Brief A: In the opinion piece on vaccines, how many people in the United States caught rubella during the 1964–1965 outbreak?
Brief B: List every disease that the opinion piece on vaccines names.

Talk to anyone who lived through the 1950s and they’ll remember when schools shut down for polio outbreaks and families lived in fear of measles, mumps, and diphtheria sweeping through neighborhoods. During evening prayers, they asked for protection for their family.
This wasn’t hysteria. It was reality:
- Before the polio vaccine was licensed in 1955, tens of thousands of people died and hundreds of thousands of people had some sort of permanent paralysis.
- The United States suffered a German measles (rubella) outbreak between 1964 and 1965 and while not a death sentence, more than 12.5 million people got Rubella. In fact, some 11,000 pregnant women suffered miscarriages, more than 2,000 newborn babies died and there were a reported 20,000 babies born with cataracts, heart complications or mental disabilities directly because of rubella.
Now? According to the CDC, cases of polio or rubella complications in the U.S. are virtually zero and the ones that do occur are in those who are unvaccinated.
That’s not magic. That’s science. Herd immunity works.
And yet our collective memory is as short as a goldfish’s. We just lived through a Covid-19 pandemic that killed more than 1.1 million Americans (CDC, 2025) with countless others still struggling with physical and mental complications. It wrecked our economy and social behaviors changed forever. So why are these things — polio, rubella and Covid — less of a threat today? Vaccines. Again, this is not mysticism but science.
I grew up seeing the inoculation scars on the arms of my mother and her siblings. They remembered the threat, which is why they were among the first to line up for the Covid vaccine. They knew their own parents would have done anything for a shot that could protect their babies. Refusing vaccines today is a slap in the face to generations of Americans who understood vaccination as a social contract — a way of protecting not just their families, but their neighbors as well as those who are immunocompromised and can’t physically get vaccines. Are we really so selfish?
What’s at stake now is nothing less than decades of scientific progress. Childhood infectious diseases nearly disappeared, but they’re now creeping back, fueled by anti-vaccine rhetoric and the high visibility but low scientific credibility of U.S. Health and Human Services Secretary Robert F. Kennedy Jr.
I understand the argument that vaccination is a personal choice. But public health is what allows all of us to live fruitful, safe lives. The truth is simple: When people opt out, diseases we eradicated come roaring back.
Florida is a flashpoint right now with proposals to end school vaccine mandates (Miami Herald, 2025). I’d think twice about moving there or taking my kids to Disney. In the end, it’s children who pay the price for the decisions adults make. What would you tell your children if you refused to vaccinate them and they ended up sick or worse? That you hoped everyone else around them would take responsibility? That supplements or prayer alone would be enough?
The truth is vaccines are safe and effective with very minimal side effects. They are the reasons that most reading this article have most likely not have had any preventable disease like measles, mumps, rubella or polio.
So what now? What will South Carolina do? What will you do? If the decision is left to individuals, how will you protect not just yourself, but your community?

Raw data:
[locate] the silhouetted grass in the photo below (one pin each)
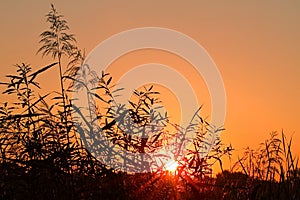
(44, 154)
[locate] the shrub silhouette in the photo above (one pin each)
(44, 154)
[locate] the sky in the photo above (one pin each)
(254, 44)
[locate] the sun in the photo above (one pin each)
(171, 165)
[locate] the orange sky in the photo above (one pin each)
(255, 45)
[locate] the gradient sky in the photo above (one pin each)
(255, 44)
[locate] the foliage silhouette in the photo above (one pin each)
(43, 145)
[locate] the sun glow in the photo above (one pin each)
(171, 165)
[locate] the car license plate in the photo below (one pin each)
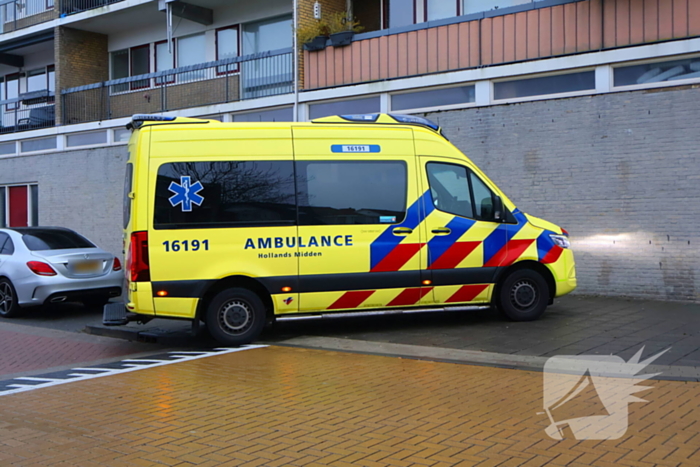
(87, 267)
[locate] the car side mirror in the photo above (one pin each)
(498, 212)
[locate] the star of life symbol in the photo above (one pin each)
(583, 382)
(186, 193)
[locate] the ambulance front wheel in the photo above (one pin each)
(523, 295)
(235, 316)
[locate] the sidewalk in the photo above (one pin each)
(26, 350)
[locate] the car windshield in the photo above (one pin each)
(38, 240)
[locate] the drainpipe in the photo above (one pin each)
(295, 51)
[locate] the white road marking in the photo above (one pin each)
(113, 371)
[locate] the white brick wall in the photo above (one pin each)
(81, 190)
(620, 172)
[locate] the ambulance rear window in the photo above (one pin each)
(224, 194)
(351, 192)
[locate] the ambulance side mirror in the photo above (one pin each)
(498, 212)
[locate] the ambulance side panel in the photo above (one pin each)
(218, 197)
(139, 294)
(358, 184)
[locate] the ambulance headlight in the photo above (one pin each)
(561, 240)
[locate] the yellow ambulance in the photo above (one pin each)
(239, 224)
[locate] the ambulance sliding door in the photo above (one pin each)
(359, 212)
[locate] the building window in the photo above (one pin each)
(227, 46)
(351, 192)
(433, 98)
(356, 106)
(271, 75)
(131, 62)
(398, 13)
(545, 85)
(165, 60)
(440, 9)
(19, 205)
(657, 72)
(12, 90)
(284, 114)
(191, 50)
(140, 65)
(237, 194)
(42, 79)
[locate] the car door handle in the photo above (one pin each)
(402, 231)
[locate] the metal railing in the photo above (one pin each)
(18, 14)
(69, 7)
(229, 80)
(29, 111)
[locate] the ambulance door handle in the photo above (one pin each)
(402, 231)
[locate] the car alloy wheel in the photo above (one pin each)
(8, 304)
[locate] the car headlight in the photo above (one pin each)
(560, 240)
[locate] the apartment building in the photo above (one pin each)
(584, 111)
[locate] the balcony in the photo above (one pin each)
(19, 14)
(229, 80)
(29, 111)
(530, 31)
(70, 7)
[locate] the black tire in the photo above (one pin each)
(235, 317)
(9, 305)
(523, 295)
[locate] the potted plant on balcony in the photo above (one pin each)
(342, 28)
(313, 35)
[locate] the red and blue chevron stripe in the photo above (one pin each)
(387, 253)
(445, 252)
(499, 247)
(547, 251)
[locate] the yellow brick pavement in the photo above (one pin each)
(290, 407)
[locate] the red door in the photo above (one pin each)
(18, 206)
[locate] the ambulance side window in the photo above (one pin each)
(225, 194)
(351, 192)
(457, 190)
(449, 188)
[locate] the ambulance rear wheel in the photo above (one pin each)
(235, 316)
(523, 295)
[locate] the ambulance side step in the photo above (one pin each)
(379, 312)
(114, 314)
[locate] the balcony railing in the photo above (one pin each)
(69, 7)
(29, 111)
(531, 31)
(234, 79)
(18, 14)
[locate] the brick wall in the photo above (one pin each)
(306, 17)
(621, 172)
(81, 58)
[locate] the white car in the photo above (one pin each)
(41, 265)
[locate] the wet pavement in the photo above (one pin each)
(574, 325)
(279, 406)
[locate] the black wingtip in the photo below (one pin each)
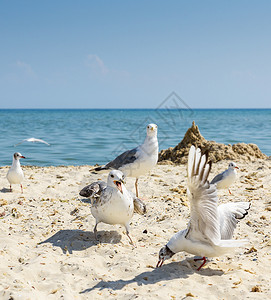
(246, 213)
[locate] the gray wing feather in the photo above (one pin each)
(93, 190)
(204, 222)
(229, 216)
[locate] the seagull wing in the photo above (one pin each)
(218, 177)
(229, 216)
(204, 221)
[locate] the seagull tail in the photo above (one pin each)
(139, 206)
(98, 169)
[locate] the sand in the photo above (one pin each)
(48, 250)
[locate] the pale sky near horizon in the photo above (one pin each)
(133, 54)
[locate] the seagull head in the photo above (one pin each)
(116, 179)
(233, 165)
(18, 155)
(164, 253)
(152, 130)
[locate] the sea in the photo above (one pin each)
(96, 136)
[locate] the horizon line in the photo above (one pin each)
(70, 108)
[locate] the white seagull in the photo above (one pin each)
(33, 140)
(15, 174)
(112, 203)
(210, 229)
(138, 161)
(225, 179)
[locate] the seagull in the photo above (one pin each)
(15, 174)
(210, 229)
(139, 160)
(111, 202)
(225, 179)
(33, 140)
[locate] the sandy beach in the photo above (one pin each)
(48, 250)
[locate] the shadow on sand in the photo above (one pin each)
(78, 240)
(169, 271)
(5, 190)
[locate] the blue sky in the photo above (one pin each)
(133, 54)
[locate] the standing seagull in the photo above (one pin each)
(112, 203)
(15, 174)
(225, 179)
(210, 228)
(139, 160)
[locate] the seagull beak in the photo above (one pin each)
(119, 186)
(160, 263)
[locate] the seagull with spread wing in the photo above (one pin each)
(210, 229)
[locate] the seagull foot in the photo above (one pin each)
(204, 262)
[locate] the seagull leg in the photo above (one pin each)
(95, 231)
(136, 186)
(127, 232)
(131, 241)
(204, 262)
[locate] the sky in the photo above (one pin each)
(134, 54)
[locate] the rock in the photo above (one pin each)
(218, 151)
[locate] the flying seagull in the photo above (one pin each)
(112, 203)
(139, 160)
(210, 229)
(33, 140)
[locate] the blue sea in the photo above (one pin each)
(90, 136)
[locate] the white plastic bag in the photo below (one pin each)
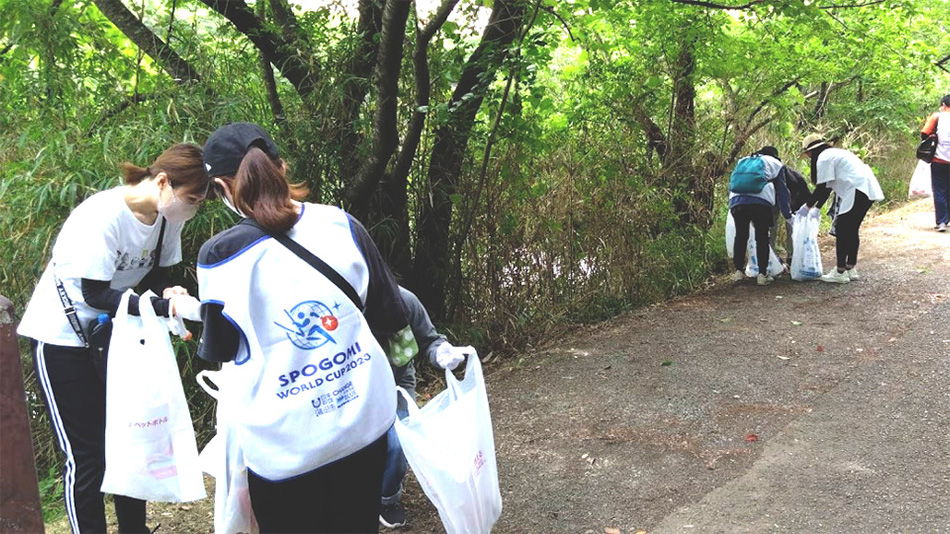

Task solution A: More than 12.5 million people.

Task solution B:
- Polio
- Measles
- Mumps
- Diphtheria
- Rubella (German measles)
- Covid-19